> **Document**
## start

For the first time, scientists have entangled atoms for use as networked quantum sensors, specifically, atomic clocks and accelerometers.
The research team’s experimental setup yielded ultraprecise measurements of time and acceleration. Compared to a similar setup that does not draw on quantum entanglement, their time measurements were 3.5 times more precise, and acceleration measurements exhibited 1.2 times greater precision.
The result, published in Nature, is partially supported by Q-NEXT, a U.S. Department of Energy (DOE) National Quantum Information Science Research Center led by DOE’s Argonne National Laboratory. The research was conducted by scientists currently working at Stanford University, Cornell University and DOE’s Brookhaven National Laboratory.
“The impact of using entanglement in this configuration was that it produced better sensor network performance than would have been available if quantum entanglement were not used as a resource,” said Mark Kasevich, lead author of the paper, a member of Q-NEXT, the William R. Kenan, Jr. professor in the Stanford School of Humanities and Sciences and professor of physics and of applied physics. “For atomic clocks and accelerometers, ours is a pioneering demonstration.”
What is quantum entanglement? How does it apply to sensors?
- Entanglement, a special property of nature at the quantum level, is a correlation between two or more objects. When two atoms are entangled, one can measure the properties of both atoms by observing only one. This is true no matter how much distance — even if it’s light-years — separates the entangled atoms.
- A helpful everyday analogy: A red marble and a blue marble are placed in a box. If you draw a red marble from the box, you know, without having to look at the other one, that it’s blue. The color of the marbles is correlated, or entangled.

## end

> **Your instructions**
Continue the article on entangled atoms as networked atomic clocks and accelerometers, picking up after the marble analogy.

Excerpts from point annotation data
## start

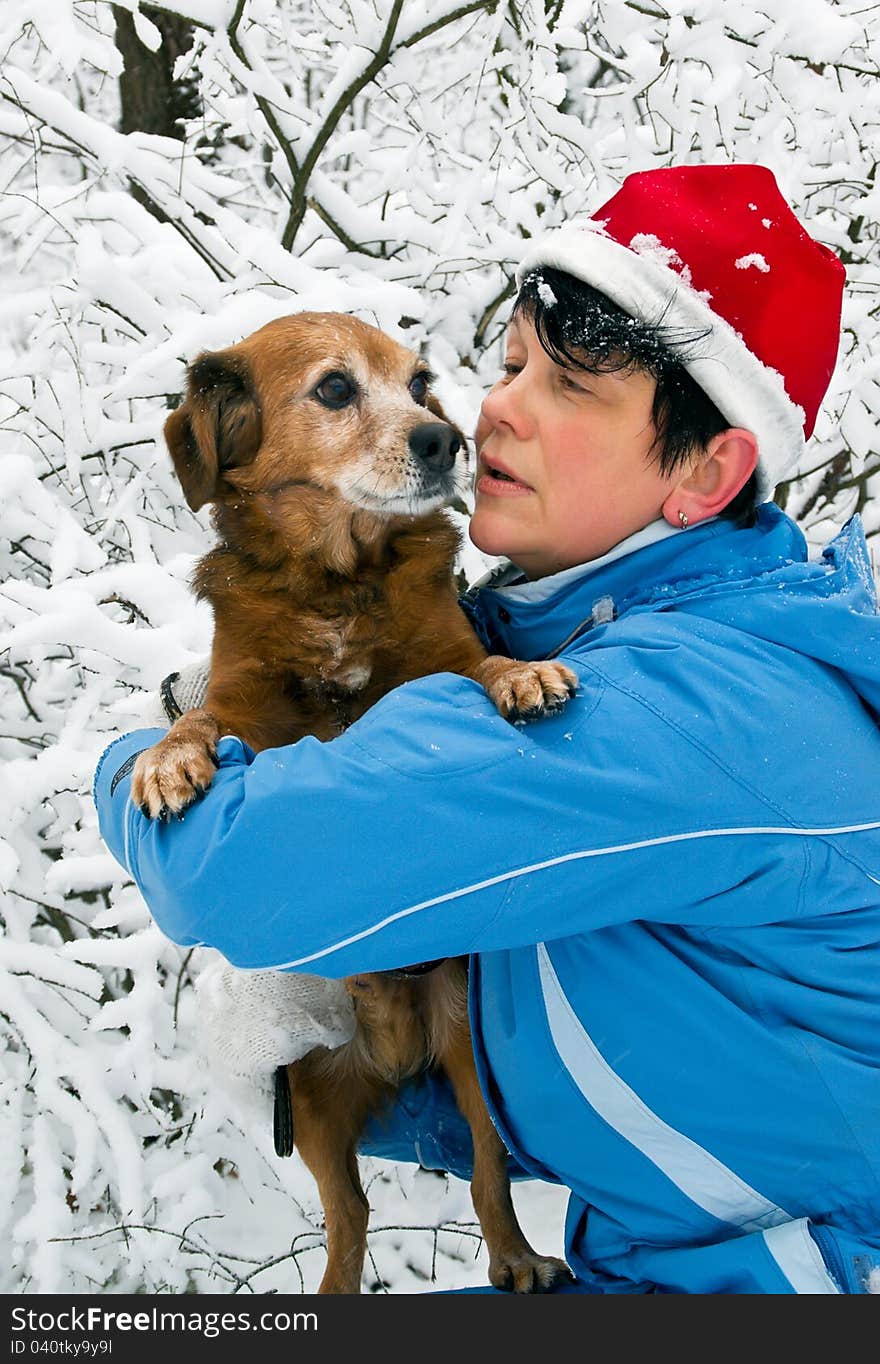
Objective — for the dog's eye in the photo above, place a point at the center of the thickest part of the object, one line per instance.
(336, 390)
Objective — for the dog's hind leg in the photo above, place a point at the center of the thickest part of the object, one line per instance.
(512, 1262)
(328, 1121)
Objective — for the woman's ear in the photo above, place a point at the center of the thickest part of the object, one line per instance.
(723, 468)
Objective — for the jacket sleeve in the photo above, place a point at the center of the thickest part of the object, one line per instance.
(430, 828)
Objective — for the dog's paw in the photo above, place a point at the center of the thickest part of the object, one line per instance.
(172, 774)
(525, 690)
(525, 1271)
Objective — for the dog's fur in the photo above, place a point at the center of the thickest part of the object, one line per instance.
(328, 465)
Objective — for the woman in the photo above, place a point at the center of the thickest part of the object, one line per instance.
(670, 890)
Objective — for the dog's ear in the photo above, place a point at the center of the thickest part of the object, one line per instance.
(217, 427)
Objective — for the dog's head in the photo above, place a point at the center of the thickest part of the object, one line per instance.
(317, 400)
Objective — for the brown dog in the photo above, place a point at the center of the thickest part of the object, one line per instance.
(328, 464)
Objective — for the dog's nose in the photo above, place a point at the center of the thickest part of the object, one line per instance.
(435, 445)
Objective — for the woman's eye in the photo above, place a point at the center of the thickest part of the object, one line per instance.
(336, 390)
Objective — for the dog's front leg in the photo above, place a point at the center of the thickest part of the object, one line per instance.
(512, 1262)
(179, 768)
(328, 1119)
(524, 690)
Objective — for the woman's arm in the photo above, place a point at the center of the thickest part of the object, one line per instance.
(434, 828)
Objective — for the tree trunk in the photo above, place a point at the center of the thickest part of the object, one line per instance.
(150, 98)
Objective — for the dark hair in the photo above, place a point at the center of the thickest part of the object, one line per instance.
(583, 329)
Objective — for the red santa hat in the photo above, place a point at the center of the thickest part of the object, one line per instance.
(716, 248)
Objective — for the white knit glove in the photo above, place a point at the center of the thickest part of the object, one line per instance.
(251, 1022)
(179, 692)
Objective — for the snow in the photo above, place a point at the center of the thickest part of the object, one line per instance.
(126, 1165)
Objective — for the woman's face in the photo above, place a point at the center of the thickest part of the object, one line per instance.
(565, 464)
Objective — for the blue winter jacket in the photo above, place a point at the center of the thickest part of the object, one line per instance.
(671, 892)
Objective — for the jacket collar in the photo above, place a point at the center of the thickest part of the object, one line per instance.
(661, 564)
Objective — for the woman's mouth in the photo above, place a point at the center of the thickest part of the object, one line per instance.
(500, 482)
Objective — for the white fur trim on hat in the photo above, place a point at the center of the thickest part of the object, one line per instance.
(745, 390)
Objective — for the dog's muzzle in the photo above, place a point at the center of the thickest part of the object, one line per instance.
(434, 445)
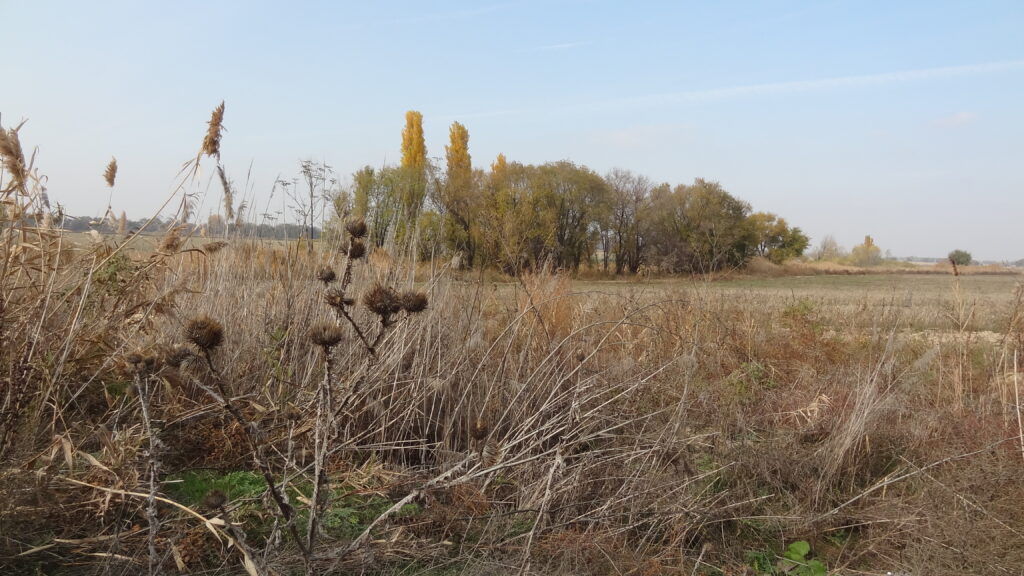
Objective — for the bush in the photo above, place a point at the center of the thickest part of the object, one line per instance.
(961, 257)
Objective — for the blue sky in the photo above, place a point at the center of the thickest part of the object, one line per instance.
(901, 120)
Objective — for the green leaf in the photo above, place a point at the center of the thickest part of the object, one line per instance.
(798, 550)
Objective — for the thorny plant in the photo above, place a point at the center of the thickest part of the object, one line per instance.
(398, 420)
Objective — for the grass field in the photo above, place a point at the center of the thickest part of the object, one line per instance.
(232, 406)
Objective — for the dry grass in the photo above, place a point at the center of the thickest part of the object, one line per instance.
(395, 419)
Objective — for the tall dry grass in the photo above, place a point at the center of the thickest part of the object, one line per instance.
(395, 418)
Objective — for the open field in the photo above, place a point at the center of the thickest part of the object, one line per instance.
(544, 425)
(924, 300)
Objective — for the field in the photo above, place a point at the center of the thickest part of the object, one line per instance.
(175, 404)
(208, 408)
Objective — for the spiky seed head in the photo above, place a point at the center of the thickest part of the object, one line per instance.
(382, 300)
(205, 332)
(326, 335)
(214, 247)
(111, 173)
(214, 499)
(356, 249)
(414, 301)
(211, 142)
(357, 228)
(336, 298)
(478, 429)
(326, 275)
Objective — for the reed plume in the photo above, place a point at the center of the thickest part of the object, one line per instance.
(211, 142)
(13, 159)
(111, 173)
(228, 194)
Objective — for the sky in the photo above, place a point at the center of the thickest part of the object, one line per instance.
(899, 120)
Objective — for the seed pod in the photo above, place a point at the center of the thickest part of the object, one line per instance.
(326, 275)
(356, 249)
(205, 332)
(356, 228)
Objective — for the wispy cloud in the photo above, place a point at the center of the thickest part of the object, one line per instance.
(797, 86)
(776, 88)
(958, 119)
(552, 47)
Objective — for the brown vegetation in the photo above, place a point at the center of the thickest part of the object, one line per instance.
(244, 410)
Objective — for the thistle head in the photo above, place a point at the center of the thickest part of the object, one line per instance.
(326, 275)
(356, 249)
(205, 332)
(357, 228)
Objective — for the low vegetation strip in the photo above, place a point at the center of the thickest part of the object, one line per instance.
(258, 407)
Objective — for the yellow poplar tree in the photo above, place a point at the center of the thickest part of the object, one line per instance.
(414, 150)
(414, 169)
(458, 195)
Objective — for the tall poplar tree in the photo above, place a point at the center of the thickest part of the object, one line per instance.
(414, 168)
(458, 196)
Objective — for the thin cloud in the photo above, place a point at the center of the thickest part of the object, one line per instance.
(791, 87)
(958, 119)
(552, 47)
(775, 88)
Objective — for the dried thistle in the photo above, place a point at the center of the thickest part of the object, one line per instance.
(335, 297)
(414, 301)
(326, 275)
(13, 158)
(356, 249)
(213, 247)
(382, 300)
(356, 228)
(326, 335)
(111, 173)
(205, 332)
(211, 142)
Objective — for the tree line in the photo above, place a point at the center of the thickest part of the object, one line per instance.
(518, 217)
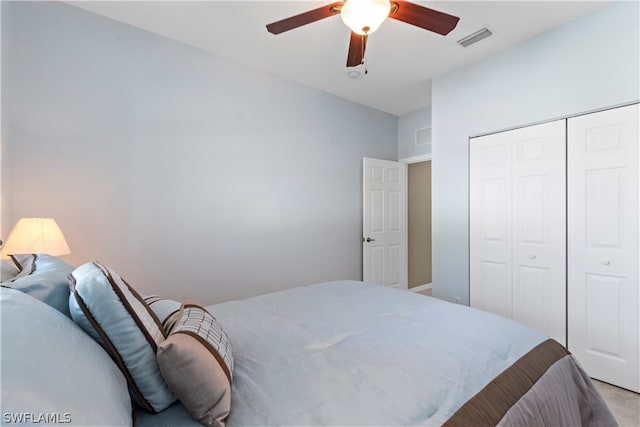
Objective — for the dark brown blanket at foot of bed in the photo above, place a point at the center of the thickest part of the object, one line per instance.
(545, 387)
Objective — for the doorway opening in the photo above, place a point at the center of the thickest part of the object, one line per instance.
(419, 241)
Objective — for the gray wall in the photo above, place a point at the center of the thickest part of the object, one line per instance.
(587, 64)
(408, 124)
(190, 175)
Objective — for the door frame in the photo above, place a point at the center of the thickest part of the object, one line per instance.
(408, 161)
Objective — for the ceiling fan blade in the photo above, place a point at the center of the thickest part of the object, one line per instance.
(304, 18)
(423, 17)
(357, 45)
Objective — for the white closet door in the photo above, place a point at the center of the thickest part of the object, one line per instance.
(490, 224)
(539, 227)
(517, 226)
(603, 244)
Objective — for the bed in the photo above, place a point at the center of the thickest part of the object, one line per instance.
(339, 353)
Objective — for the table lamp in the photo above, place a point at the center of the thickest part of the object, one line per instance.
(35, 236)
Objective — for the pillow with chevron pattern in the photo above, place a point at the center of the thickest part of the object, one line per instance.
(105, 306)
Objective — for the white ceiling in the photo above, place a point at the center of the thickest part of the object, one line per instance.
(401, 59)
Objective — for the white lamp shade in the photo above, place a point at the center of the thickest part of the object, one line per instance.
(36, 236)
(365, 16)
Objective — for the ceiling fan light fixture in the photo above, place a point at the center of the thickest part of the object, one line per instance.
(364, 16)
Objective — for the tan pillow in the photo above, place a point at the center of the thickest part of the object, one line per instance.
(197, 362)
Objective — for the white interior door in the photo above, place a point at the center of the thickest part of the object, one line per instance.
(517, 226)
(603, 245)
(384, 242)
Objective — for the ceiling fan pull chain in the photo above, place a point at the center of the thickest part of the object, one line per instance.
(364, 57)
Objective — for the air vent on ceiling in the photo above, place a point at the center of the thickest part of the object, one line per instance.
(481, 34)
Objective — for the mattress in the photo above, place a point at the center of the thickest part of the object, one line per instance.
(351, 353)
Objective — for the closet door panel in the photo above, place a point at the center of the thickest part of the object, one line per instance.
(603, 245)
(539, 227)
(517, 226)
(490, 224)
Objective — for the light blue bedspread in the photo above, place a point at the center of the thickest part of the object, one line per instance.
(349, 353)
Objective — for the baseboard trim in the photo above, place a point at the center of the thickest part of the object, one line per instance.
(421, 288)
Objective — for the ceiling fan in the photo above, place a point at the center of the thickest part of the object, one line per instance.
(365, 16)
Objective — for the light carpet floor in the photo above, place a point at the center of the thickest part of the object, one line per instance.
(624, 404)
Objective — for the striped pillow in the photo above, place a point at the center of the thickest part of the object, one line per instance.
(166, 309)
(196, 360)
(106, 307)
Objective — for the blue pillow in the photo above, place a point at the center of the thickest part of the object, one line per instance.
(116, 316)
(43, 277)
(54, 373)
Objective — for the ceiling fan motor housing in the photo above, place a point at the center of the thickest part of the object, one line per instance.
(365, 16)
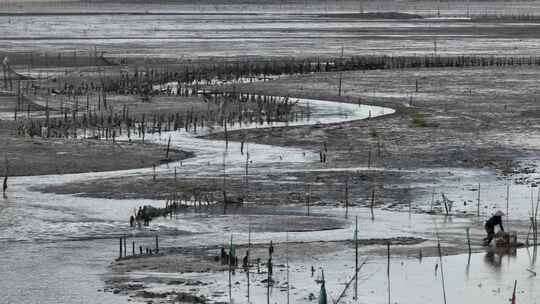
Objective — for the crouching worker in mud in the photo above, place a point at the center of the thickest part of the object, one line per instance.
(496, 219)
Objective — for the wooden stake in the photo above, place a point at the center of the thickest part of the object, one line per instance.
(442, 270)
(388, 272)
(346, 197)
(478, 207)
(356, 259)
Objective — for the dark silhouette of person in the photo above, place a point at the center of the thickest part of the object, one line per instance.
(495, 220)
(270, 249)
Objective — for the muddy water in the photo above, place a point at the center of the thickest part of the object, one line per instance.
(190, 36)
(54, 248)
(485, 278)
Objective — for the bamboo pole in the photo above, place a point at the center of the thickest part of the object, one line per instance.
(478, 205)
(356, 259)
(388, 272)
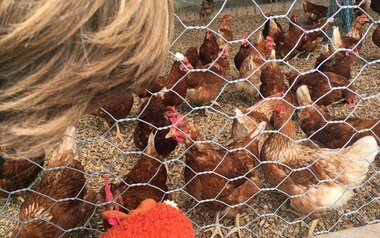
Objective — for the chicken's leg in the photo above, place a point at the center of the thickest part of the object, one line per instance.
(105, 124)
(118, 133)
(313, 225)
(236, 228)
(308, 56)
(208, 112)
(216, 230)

## end

> **Response below**
- In the quantum realm, entanglement is subtler. An atom can take on multiple states (colors) at once. If our marbles were like atoms, each marble would be both red and blue at the same time. Neither is fully red or blue while it sits the box. The quantum marble “decides” its color only at the moment of revelation. And once you draw one marble of “decided” color, you know the color of its entangled partner.
- To take a measurement of one member of an entangled pair is effectively to take a simultaneous reading of both.
- Taking this further: Two entangled clocks are practically equivalent to a single clock with two displays. Time measurements taken using entangled clocks can be more precise than measurements from two separate, synchronized clocks.
Why it matters
Greater sensitivity in atomic clocks and accelerometers would lead to more precise timekeeping and navigation systems, such as those used in global positioning systems, in defense and in broadcast communications. Ultraprecise clocks are also used in finance and trading.
“GPS tells me where I am to about a meter right now,” Kasevich said. “But what if I wanted to know where I was to within 10 centimeters? That’s what the impact of better clocks would be.”
A note on ultraprecise clocks
One can mark the passage of time by counting the number of pulses in an electromagnetic wave, just as you would count the ticks of a clock. If you know that a particular wave pulses 6 billion times per second, you know that, once you count 6 billion crests of the wave, one second has passed. So knowing the exact frequency of a microwave gives one a precise way to track time.
How it works
The entanglement: Rubidium atoms, trapped inside a cavity, are separated into two groups of about 100,000 atoms each. The groups sit between two mirrors. Light is made to bounce back and forth between the mirrors, tracing its way through the groups of atoms with every shot. The ricocheting light entangles them.
The sensing: A microwave ripples through the two groups of atoms. The atoms that happen to resonate with the microwave’s particular frequency respond by changing to a different state, like the wine glass that vibrates when a soprano hits just the right note.
Similarly, when a particular acceleration is applied to the atomic groups, some fraction of the atoms in each group responds by changing state.
The measurement: The two entangled atomic groups behave like two faces of a single clock, or two readings of one accelerometer.
The research team measured the number of atoms that changed state — the ones that vibrated like a wine glass — in each group.
Then they used the numbers to calculate the difference in the microwave frequencies applied to the two groups, and therefore the difference in the groups’ readings of time or acceleration.
Increased precision: The Kasevich team found that entanglement improves the precision in the frequency or acceleration difference read by the displays.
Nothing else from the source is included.